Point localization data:
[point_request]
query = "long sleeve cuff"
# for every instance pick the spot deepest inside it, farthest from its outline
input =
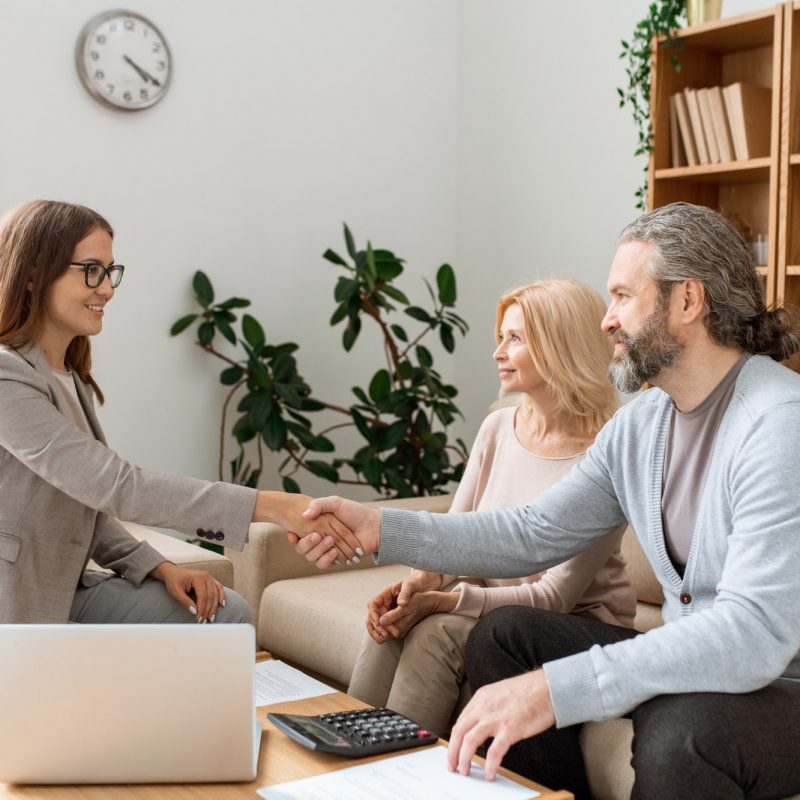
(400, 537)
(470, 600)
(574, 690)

» **Goal of the exercise**: Write the entries out again exactly as they appear, with the pictures omitted.

» **Result of the exercise**:
[point_request]
query = "long sleeve cuff"
# for every instance pick the spot deepest inside it, farthest from its outline
input =
(400, 537)
(470, 600)
(574, 690)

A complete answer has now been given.